Which lines of the data contain the string "below"? Copy every one.
── Listed entries ──
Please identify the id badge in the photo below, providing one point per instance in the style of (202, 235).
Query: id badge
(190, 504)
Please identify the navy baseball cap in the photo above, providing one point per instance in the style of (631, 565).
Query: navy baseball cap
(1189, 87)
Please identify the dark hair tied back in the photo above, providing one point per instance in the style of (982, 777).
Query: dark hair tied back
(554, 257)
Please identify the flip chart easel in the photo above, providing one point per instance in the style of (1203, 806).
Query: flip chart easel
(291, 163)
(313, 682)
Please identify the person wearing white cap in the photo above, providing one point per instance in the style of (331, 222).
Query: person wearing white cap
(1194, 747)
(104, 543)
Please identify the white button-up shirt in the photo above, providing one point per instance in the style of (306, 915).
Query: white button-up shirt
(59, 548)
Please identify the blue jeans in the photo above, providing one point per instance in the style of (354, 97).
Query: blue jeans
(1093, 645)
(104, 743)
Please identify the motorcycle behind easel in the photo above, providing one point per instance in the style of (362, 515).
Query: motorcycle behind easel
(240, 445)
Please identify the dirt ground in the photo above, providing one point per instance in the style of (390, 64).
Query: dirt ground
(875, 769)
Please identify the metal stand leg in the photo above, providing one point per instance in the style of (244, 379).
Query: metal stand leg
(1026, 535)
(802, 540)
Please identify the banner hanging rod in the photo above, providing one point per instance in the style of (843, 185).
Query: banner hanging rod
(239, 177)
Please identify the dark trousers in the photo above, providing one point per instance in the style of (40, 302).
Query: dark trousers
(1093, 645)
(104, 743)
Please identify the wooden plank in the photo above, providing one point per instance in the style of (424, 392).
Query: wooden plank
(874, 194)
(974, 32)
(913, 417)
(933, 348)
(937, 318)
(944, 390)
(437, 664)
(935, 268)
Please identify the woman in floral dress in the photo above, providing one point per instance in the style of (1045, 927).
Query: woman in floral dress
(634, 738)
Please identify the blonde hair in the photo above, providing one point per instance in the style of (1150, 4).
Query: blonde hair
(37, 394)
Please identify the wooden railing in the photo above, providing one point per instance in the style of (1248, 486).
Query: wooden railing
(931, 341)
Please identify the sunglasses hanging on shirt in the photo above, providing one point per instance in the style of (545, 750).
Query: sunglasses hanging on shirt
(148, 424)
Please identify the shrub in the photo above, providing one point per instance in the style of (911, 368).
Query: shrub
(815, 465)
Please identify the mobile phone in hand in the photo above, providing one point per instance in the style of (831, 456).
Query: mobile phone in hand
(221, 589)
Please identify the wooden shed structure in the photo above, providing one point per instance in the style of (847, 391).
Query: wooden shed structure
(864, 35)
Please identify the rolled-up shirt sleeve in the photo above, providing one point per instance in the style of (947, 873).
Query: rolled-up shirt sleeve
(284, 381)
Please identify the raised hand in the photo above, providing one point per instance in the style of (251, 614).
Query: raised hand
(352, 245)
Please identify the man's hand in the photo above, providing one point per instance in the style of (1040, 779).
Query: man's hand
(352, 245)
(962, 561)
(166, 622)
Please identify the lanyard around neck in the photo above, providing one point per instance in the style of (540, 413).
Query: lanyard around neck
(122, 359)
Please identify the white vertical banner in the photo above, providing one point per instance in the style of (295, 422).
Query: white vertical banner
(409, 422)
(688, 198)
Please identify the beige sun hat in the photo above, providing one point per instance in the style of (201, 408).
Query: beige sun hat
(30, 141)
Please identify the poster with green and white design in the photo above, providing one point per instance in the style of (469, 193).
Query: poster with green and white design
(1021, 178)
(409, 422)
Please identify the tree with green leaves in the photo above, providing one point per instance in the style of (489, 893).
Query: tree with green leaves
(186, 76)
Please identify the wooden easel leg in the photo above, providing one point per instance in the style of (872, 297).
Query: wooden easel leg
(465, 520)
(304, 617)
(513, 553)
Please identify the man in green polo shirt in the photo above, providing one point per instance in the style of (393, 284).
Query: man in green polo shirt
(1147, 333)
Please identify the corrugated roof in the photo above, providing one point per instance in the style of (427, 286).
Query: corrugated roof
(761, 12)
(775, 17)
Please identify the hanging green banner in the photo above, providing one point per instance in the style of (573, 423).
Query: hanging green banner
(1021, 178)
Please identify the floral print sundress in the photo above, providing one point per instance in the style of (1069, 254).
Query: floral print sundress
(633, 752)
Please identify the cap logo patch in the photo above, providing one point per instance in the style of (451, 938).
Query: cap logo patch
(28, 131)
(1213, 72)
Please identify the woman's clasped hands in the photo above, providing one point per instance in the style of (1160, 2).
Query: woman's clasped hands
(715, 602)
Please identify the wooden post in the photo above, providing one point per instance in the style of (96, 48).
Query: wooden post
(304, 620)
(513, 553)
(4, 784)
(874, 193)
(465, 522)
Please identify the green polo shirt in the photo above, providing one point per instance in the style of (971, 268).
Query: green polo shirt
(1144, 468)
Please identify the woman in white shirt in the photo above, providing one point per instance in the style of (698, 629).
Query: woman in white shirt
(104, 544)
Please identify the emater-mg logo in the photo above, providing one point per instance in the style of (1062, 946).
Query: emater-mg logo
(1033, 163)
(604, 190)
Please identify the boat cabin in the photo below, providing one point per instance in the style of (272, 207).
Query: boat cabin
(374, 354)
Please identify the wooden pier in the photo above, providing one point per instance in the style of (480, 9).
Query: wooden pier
───
Solution for this exercise »
Please identify the id badge in the photo below, providing one point per instance in the style of (202, 235).
Please identify the boat cabin in the photo below, providing one point per instance in the style of (272, 207).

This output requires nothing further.